» **Text section**:
Well, this year is turning out to be an expensive one, and we still have a long way to go.
Here is a list of some of my expenses for the year that I will be forced to pay soon, or have recently paid:
ACL surgery: $5,000 (that is our family’s health insurance deductible for the year)
Ice machine rental for knee recovery: $300
Physical Therapy co-pay: $480 (estimate)
Miscellaneous surgery related purchases: $200
Braces for my youngest son: $4200
College deposit for oldest son: $200
Grand Total: $10,380.
Ten grand is a lot of money to come up with all at once!
How I Plan To Pay For My Expenses
Well, the max we could save in our Health Savings Account (HSA) is around $6,000. However, that will not accumulate in time for me to pay my bills. The plan was to use that money for braces, but since I ended up having ACL surgery, we won’t have enough in our account to cover all the expenses. However, we did have $2700 in our Health Savings Account that rolled over from 2010. So, overall we will have $8700 to put toward our expenses this year. But, we will have to pay some up front and get reimbursed throughout the year as the balance in our HSA accumulates.

» **Records shown**:
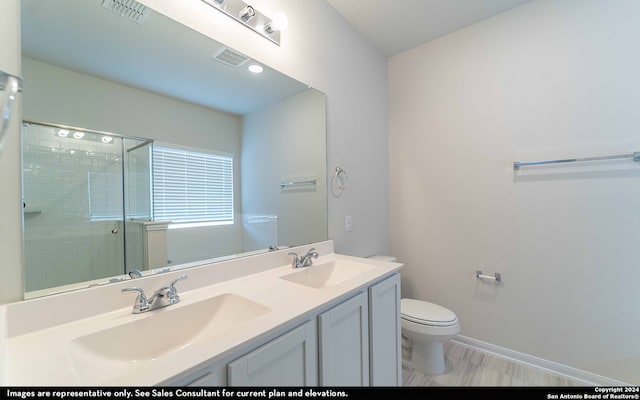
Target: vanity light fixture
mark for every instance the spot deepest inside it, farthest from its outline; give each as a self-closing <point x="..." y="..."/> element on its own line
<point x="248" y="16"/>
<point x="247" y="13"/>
---
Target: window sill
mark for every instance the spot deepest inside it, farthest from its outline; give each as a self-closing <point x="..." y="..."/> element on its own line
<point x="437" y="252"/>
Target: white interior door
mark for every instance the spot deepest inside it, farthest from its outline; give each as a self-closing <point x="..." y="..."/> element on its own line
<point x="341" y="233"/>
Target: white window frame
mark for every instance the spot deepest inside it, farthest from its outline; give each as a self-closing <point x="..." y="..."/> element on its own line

» **Problems and tasks**:
#1 In the post about this year's expenses, how much money rolled over in the Health Savings Account from 2010?
#2 Do these statements agree with the post about this year's expenses? Answer yes or no for each, and quote the deciding words of the post. (a) The braces are for the oldest son. (b) The physical therapy co-pay figure is an estimate. (c) The HSA money was originally meant to pay for braces.
#3 Could you write out the post about this year's expenses again, starting with "Here is a list" and going on through "for the year)", and change "deductible" to "out-of-pocket limit"?

» **Task-by-task solutions**:
#1 $2700.

#2
(a) No: "Braces for my youngest son: $4200"
(b) Yes: "Physical Therapy co-pay: $480 (estimate)"
(c) Yes: "The plan was to use that money for braces"

#3
Here is a list of some of my expenses for the year that I will be forced to pay soon, or have recently paid:
ACL surgery: $5,000 (that is our family’s health insurance out-of-pocket limit for the year)